* [YOUR GOAL]: Please format the lines as a numbered list, leaving out any blank lines. Begin at the line that contains "Please locate any antenna" and stop after the line that contains "[235,261,595,702]".

** begin WORKING DATA **

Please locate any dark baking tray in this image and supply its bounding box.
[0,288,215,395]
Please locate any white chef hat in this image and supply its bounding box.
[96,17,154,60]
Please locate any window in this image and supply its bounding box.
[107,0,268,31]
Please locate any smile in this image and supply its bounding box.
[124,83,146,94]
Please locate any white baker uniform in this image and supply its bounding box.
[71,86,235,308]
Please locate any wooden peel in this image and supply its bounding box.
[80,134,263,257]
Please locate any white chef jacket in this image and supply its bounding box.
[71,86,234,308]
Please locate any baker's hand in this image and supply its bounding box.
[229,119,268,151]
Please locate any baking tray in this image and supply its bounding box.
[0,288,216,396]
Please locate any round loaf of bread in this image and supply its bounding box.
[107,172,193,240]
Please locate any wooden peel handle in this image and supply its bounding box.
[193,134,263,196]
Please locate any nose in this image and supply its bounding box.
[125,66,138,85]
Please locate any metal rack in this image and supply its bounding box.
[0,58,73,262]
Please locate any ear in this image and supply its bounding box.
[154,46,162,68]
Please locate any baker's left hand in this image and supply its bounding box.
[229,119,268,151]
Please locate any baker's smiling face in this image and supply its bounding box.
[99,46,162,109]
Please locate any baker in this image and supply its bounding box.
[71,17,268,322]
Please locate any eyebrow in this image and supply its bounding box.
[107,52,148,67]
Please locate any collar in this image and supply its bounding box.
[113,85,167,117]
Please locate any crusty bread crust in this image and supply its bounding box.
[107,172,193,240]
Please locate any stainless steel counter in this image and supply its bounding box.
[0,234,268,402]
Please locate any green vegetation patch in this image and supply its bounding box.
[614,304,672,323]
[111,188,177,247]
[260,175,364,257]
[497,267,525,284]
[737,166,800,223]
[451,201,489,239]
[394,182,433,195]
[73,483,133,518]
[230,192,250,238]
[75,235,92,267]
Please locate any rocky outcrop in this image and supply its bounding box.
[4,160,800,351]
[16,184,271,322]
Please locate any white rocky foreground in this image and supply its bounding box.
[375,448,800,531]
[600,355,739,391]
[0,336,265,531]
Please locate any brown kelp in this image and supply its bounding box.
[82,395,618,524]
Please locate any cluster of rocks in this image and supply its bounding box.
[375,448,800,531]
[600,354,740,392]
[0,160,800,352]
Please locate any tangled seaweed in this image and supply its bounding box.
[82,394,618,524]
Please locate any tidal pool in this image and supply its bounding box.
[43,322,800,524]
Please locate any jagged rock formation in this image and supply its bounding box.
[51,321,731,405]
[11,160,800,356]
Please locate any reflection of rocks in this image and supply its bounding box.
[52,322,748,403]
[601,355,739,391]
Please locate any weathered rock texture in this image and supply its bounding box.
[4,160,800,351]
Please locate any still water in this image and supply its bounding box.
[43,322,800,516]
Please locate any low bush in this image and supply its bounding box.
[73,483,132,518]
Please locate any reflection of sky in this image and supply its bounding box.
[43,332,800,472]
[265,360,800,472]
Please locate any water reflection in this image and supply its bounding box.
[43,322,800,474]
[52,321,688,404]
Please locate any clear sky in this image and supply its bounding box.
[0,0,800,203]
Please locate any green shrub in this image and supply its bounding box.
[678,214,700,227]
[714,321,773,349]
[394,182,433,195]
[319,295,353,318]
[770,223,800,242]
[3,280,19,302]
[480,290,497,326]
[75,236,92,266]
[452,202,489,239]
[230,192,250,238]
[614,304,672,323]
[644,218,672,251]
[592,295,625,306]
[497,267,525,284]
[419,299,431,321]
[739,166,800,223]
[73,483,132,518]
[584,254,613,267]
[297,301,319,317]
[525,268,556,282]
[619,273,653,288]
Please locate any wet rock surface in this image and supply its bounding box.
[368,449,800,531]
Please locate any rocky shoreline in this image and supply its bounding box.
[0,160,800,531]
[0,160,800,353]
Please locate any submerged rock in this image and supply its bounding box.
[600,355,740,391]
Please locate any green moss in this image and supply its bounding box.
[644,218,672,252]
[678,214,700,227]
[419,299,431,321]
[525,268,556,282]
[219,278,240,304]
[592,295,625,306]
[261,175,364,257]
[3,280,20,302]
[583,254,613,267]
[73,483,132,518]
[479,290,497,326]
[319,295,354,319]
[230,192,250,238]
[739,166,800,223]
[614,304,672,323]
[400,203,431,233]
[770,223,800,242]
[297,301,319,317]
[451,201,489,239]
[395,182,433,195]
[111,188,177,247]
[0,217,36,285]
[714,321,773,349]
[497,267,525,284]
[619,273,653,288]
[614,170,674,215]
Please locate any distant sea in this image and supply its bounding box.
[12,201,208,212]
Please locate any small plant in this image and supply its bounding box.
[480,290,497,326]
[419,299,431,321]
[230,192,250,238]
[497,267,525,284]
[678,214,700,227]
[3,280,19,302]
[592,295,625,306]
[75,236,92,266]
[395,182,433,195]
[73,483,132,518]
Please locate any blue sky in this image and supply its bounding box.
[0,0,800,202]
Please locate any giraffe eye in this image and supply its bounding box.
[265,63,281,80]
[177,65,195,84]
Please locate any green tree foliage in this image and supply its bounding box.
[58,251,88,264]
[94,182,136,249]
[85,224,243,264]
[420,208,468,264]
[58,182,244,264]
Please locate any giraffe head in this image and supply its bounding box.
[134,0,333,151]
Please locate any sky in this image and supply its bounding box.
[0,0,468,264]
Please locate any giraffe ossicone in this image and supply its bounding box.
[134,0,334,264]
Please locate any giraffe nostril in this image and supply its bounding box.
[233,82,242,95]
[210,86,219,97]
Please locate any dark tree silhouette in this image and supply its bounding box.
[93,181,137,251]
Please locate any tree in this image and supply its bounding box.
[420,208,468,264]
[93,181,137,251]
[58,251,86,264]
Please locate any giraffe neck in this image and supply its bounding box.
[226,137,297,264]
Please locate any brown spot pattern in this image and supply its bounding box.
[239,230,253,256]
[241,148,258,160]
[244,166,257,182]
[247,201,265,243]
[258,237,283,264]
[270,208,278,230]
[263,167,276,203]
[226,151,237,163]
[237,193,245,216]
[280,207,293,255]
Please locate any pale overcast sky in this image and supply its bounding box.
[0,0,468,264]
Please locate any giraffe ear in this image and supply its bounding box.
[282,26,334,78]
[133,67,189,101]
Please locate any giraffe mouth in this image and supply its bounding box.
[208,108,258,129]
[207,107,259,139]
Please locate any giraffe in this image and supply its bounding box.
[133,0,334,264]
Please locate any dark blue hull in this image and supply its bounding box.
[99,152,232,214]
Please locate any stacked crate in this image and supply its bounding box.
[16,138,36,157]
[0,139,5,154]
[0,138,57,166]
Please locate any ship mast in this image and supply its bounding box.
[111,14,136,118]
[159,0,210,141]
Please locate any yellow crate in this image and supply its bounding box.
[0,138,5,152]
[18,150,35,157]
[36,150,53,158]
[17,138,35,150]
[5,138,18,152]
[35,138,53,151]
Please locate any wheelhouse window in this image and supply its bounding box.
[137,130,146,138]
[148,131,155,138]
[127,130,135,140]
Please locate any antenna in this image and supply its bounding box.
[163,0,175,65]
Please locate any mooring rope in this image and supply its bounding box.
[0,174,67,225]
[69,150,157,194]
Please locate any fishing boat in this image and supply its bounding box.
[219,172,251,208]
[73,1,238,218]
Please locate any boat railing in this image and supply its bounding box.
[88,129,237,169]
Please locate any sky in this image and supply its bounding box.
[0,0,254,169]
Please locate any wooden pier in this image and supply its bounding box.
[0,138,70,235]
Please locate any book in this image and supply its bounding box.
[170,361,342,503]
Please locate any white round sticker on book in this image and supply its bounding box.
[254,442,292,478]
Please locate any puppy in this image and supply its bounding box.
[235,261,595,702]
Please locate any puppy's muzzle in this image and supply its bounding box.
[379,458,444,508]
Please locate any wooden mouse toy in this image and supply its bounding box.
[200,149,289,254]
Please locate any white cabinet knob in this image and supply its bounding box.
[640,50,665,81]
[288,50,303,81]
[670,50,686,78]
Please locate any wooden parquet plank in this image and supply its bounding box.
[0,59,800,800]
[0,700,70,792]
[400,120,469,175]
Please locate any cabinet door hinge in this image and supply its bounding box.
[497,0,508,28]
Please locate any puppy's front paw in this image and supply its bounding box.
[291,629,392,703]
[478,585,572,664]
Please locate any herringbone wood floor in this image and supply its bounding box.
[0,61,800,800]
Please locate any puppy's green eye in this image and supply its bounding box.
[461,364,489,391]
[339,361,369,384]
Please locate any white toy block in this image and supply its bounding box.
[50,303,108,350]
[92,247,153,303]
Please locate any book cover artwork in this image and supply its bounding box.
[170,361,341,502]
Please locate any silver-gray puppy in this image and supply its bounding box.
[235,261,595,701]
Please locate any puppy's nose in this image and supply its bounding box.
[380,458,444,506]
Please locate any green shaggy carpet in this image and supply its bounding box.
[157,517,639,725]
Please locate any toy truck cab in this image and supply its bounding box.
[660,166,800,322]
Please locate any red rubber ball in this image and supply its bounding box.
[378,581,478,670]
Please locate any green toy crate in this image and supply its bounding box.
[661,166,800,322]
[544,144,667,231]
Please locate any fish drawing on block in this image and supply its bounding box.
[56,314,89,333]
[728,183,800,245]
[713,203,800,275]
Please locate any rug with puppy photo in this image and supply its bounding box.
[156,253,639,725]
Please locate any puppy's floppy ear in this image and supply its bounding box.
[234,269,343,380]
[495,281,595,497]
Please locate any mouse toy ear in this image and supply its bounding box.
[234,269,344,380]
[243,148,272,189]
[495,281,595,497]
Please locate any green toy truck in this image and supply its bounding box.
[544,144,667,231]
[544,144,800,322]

** end WORKING DATA **

* [EXERCISE OUTPUT]:
1. Please locate any antenna in this image and supply its bounding box.
2. [163,0,175,65]
3. Please locate any mooring rope in this image and supply its bounding box.
4. [0,174,67,225]
5. [69,150,157,194]
6. Please locate any fishing boat in this image and supply its bounding box.
7. [219,172,251,208]
8. [73,1,238,218]
9. Please locate any boat railing in this image and supply its bounding box.
10. [88,129,237,169]
11. Please locate any sky in this image and supply its bounding box.
12. [0,0,254,169]
13. Please locate any wooden pier in this image and supply its bounding box.
14. [0,138,70,235]
15. Please locate any book in this image and supply its bounding box.
16. [170,361,342,503]
17. Please locate any white round sticker on book in this image and supply its bounding box.
18. [254,442,292,478]
19. Please locate any puppy in this image and supply its bounding box.
20. [235,261,595,702]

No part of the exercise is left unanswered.